___ Input data
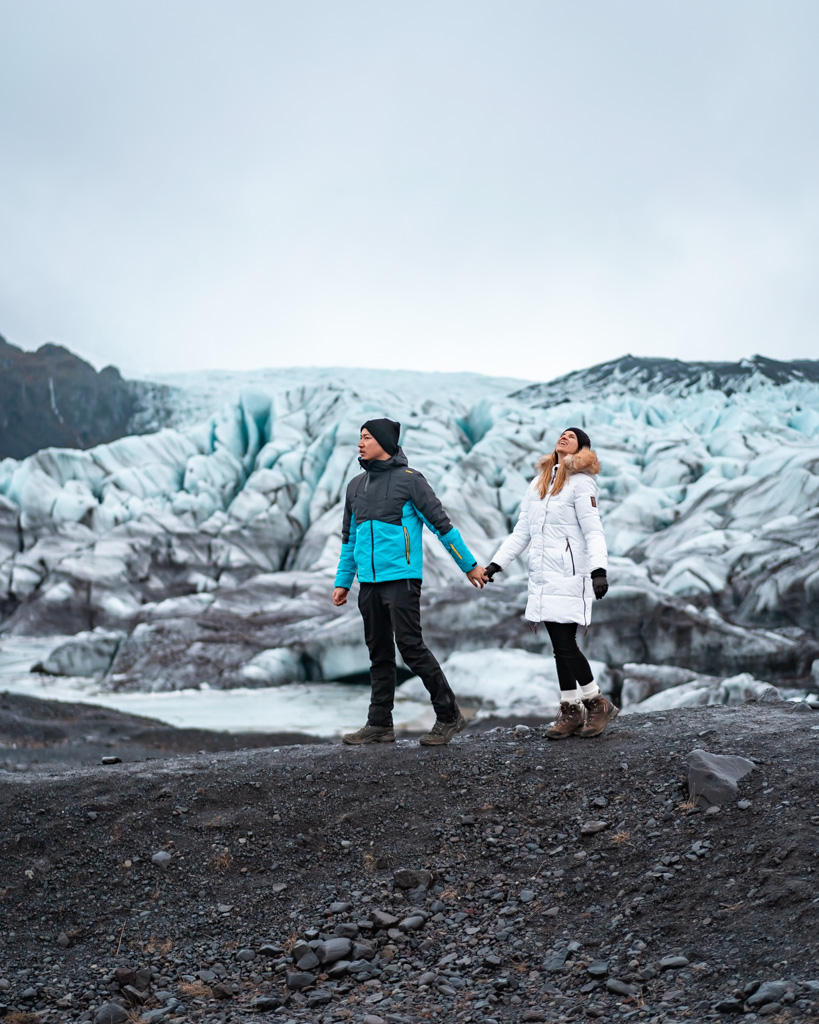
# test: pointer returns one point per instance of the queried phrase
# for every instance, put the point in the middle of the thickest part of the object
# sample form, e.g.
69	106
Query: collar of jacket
379	465
585	461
______
Work instructions: Repeat every line of the rows above word for word, leaving out the pictures.

Task output:
# test: pointer returns one point per instance of the queried phrase
# for every instance, put the point in the middle of the thickest part of the object
# sample form, e.g.
69	106
Query: collar of jacket
379	465
585	461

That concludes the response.